## TO BE DONE
Transcribe the material below line for line, keeping every character as it appears, and leave out the pictures.

## DATASET ENTRIES
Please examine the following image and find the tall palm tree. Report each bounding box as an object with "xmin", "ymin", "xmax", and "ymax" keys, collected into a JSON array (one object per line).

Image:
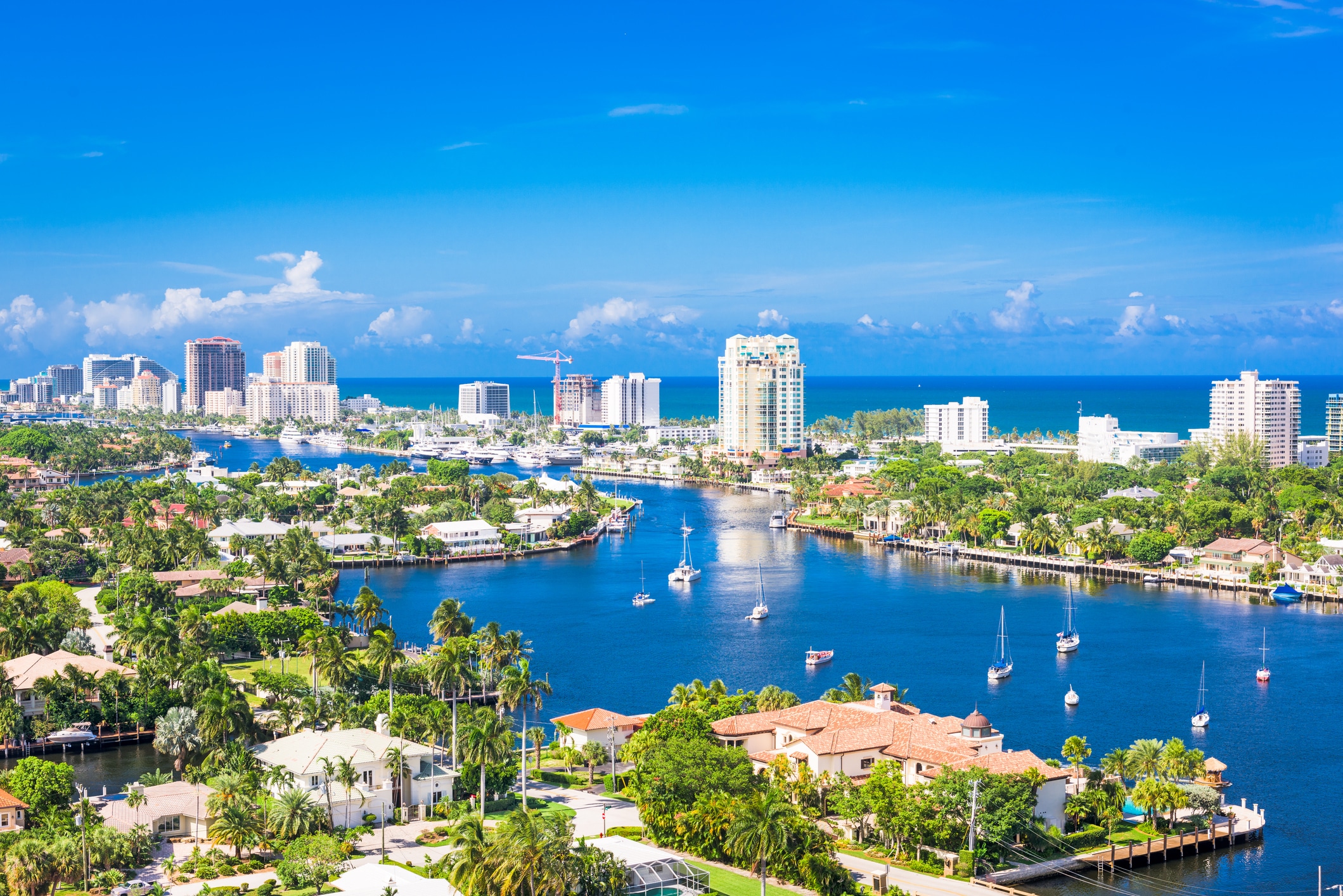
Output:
[{"xmin": 724, "ymin": 787, "xmax": 795, "ymax": 896}]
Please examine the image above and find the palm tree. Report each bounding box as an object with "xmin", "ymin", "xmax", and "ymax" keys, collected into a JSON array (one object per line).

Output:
[
  {"xmin": 724, "ymin": 787, "xmax": 795, "ymax": 896},
  {"xmin": 462, "ymin": 709, "xmax": 513, "ymax": 821}
]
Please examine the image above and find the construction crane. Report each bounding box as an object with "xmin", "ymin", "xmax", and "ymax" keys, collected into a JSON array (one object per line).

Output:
[{"xmin": 517, "ymin": 349, "xmax": 574, "ymax": 423}]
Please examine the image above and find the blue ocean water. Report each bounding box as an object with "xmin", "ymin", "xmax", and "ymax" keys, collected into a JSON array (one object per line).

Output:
[{"xmin": 341, "ymin": 371, "xmax": 1343, "ymax": 438}]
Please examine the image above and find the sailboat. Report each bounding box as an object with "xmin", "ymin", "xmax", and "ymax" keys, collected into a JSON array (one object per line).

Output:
[
  {"xmin": 1254, "ymin": 629, "xmax": 1269, "ymax": 681},
  {"xmin": 1188, "ymin": 662, "xmax": 1211, "ymax": 728},
  {"xmin": 1054, "ymin": 582, "xmax": 1083, "ymax": 653},
  {"xmin": 989, "ymin": 607, "xmax": 1012, "ymax": 681},
  {"xmin": 667, "ymin": 516, "xmax": 700, "ymax": 582},
  {"xmin": 634, "ymin": 560, "xmax": 654, "ymax": 607},
  {"xmin": 747, "ymin": 563, "xmax": 769, "ymax": 622}
]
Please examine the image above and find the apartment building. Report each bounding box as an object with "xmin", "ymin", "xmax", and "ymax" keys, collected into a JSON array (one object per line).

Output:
[{"xmin": 719, "ymin": 333, "xmax": 806, "ymax": 457}]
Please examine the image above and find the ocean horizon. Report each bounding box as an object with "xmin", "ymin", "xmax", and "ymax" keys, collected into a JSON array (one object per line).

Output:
[{"xmin": 340, "ymin": 373, "xmax": 1343, "ymax": 438}]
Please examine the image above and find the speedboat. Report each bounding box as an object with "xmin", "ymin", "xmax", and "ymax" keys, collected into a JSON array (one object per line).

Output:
[
  {"xmin": 989, "ymin": 607, "xmax": 1012, "ymax": 681},
  {"xmin": 1272, "ymin": 584, "xmax": 1301, "ymax": 603},
  {"xmin": 47, "ymin": 721, "xmax": 98, "ymax": 744},
  {"xmin": 747, "ymin": 563, "xmax": 769, "ymax": 622}
]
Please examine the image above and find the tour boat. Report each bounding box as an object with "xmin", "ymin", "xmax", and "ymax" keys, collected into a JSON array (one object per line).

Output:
[
  {"xmin": 47, "ymin": 721, "xmax": 98, "ymax": 744},
  {"xmin": 1254, "ymin": 629, "xmax": 1269, "ymax": 681},
  {"xmin": 747, "ymin": 563, "xmax": 769, "ymax": 622},
  {"xmin": 1054, "ymin": 582, "xmax": 1083, "ymax": 653},
  {"xmin": 667, "ymin": 516, "xmax": 700, "ymax": 582},
  {"xmin": 1272, "ymin": 584, "xmax": 1301, "ymax": 603},
  {"xmin": 989, "ymin": 607, "xmax": 1012, "ymax": 681},
  {"xmin": 1188, "ymin": 662, "xmax": 1211, "ymax": 728},
  {"xmin": 634, "ymin": 560, "xmax": 654, "ymax": 607}
]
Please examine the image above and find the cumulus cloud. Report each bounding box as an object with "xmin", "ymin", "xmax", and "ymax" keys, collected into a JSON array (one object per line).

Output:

## CORRECT RESPONSE
Please examine the following image and find the tall palm tree. Report each bounding box as an object with "xmin", "ymin", "xmax", and "ymax" keys, collected into a JSON array (one object per line).

Image:
Output:
[{"xmin": 724, "ymin": 787, "xmax": 795, "ymax": 896}]
Please examine the image above and find the palm tree. Report each bounding box as an object with "xmin", "ymin", "xmax", and "ymax" keys, collected into a JSON array (one object per line).

Output:
[
  {"xmin": 724, "ymin": 787, "xmax": 795, "ymax": 896},
  {"xmin": 462, "ymin": 709, "xmax": 513, "ymax": 821}
]
Please examine the image above and find the construction crane. Report each bounding box as an object with "xmin", "ymin", "xmax", and "ymax" keys, collected into a JSON array (one object per line).

Output:
[{"xmin": 517, "ymin": 349, "xmax": 574, "ymax": 423}]
Please examine the image above and find the blue ocean water. Report each bounding box as an object with "xmin", "ymin", "xmax", and "ymax" keys, collected into a JSON array (one object per line).

Output:
[{"xmin": 341, "ymin": 371, "xmax": 1343, "ymax": 438}]
Please examine the image above and find the sailboat. Report each bounding box as an object with "xmin", "ymin", "xmax", and "ymax" keys, collected into a JSON array (one object per line).

Output:
[
  {"xmin": 1254, "ymin": 629, "xmax": 1269, "ymax": 681},
  {"xmin": 1188, "ymin": 662, "xmax": 1211, "ymax": 728},
  {"xmin": 1054, "ymin": 582, "xmax": 1083, "ymax": 653},
  {"xmin": 989, "ymin": 607, "xmax": 1012, "ymax": 681},
  {"xmin": 667, "ymin": 516, "xmax": 700, "ymax": 582},
  {"xmin": 634, "ymin": 560, "xmax": 654, "ymax": 607},
  {"xmin": 747, "ymin": 563, "xmax": 769, "ymax": 622}
]
Please examine the image above and find the apartment building. Report each bounding box as an object with "xmin", "ymin", "xmax", and "ymax" keys, collected into a JSON array (one object per line).

Output:
[{"xmin": 719, "ymin": 333, "xmax": 806, "ymax": 457}]
Please examine the image above and find the ocean horizon. Report each bounding box as an object with "xmin", "ymin", "xmax", and "ymax" keys, collected into a JSON array (one object per line).

Output:
[{"xmin": 340, "ymin": 373, "xmax": 1343, "ymax": 438}]
Please examine the image above and find the speedboat. Report each bounding box as an object with "xmin", "ymin", "xmax", and "ymax" keys, collected into a JSON array (one object per line).

Output:
[
  {"xmin": 989, "ymin": 607, "xmax": 1012, "ymax": 681},
  {"xmin": 1272, "ymin": 584, "xmax": 1301, "ymax": 603},
  {"xmin": 47, "ymin": 721, "xmax": 98, "ymax": 744},
  {"xmin": 747, "ymin": 563, "xmax": 769, "ymax": 622}
]
Please examine the image above and find the tour boat. Report each bounding box as an object with "xmin", "ymin", "xmax", and "ymax" keys, collected into a JSON array (one object per line).

Output:
[
  {"xmin": 47, "ymin": 721, "xmax": 98, "ymax": 744},
  {"xmin": 1254, "ymin": 629, "xmax": 1269, "ymax": 681},
  {"xmin": 747, "ymin": 563, "xmax": 769, "ymax": 622},
  {"xmin": 1054, "ymin": 582, "xmax": 1083, "ymax": 653},
  {"xmin": 667, "ymin": 516, "xmax": 700, "ymax": 582},
  {"xmin": 1272, "ymin": 584, "xmax": 1301, "ymax": 603},
  {"xmin": 989, "ymin": 607, "xmax": 1012, "ymax": 681},
  {"xmin": 1188, "ymin": 662, "xmax": 1211, "ymax": 728},
  {"xmin": 634, "ymin": 560, "xmax": 654, "ymax": 607}
]
Please examine the image above and find the cumulus cloud. Report each bounding box as an object with "xmin", "ymin", "xmax", and "ymax" keys, collected into a JSON array (one object per line).

Output:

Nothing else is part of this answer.